### Work item:
A word-for-word copy is needed of the line containing "Target: black car" and every line after it through the end of the records below, leaving out all pictures.

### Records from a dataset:
========
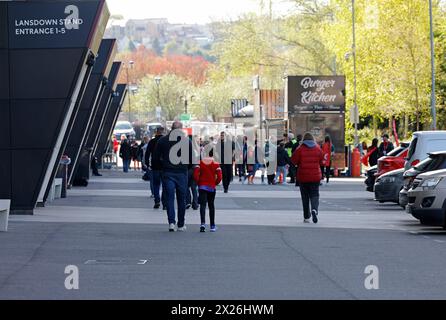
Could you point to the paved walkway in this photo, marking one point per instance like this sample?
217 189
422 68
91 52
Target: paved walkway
262 249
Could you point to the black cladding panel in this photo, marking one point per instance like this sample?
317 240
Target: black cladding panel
107 52
52 79
4 126
36 126
4 74
27 165
114 73
94 85
3 25
5 174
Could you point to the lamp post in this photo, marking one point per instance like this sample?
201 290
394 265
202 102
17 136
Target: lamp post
356 111
433 96
158 108
129 65
186 103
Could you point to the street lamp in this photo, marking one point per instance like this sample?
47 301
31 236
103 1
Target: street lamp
433 96
186 103
158 108
356 111
129 66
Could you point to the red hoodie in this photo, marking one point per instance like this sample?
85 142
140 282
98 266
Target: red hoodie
208 174
309 161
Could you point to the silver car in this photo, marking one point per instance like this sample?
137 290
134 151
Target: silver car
427 198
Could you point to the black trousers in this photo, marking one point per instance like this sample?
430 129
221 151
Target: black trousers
227 175
310 194
326 171
207 198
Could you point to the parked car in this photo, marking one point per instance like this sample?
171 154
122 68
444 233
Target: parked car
427 198
371 173
151 128
370 178
124 128
423 143
435 161
388 186
393 162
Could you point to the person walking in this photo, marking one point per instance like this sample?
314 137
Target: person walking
290 147
207 176
283 163
239 156
271 159
192 190
134 151
309 158
125 153
327 150
386 146
225 156
371 158
155 166
175 173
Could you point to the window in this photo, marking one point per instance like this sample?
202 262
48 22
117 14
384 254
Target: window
412 148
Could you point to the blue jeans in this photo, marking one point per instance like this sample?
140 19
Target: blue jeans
126 164
176 184
156 186
150 174
192 200
281 169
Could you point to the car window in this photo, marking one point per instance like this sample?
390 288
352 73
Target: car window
396 152
123 126
438 163
436 145
412 148
421 167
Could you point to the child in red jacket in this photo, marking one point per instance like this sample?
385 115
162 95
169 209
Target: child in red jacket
207 175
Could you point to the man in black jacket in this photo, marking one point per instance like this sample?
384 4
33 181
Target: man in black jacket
174 152
156 166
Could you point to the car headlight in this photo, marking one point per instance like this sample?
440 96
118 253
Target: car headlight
388 179
430 184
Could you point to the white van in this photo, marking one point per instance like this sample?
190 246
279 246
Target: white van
424 142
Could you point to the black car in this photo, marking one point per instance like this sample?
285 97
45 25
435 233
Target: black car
436 161
372 171
389 185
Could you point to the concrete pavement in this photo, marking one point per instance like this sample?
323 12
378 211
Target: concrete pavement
261 251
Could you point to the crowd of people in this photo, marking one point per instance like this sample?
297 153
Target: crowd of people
191 173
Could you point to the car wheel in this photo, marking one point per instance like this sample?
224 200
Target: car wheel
444 223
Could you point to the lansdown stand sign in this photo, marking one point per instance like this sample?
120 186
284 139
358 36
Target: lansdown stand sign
50 26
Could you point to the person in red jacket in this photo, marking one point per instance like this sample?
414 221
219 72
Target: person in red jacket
309 159
208 175
327 150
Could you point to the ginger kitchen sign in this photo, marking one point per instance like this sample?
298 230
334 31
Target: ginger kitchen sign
316 93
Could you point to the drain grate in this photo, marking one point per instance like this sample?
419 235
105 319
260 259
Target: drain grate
117 262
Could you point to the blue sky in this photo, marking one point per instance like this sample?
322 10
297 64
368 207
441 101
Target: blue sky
184 11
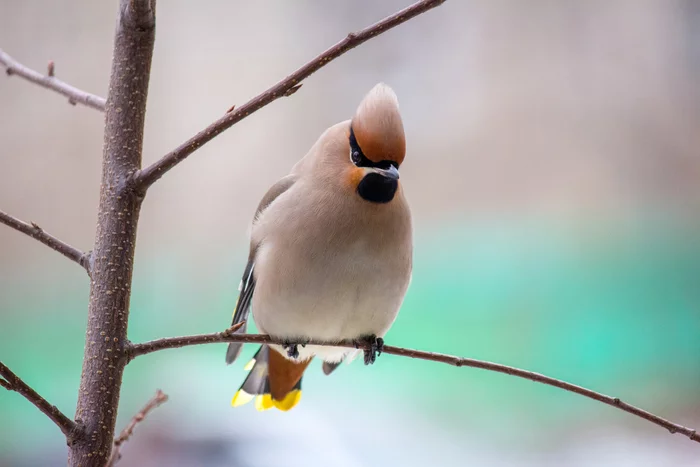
========
### Expected answer:
Target: black car
436 161
372 171
389 185
Could you point to the concrete pavement in this photo, marking one point per instance like this sample?
323 12
378 211
Target: concrete pavement
261 251
Could you point to the crowd of people in this photo, marking one point per instance like this sample?
297 153
Target: crowd of people
191 173
Could you point to the car wheel in this photo, marking one point per instance like this sample?
224 200
Target: car wheel
444 223
Could you point to the lansdown stand sign in this photo, marking one point per instance like this sample?
120 186
284 139
358 36
Target: lansdown stand sign
50 26
Could you point to the person in red jacket in this photo, marking one point per instance like this sample?
414 221
219 72
Target: person in red jacket
309 159
208 175
327 150
Could you point to the ginger kitchen sign in this photo, marking one point per instance like this sample?
298 230
334 31
Target: ginger kitchen sign
316 93
Could you point to the drain grate in this photo, marking one point per instance like this sample?
419 235
105 319
260 259
Target: drain grate
117 262
Could you point to the blue sky in this photo, marking one point per instance like this sample?
322 10
297 64
368 207
441 101
Target: blue sky
184 11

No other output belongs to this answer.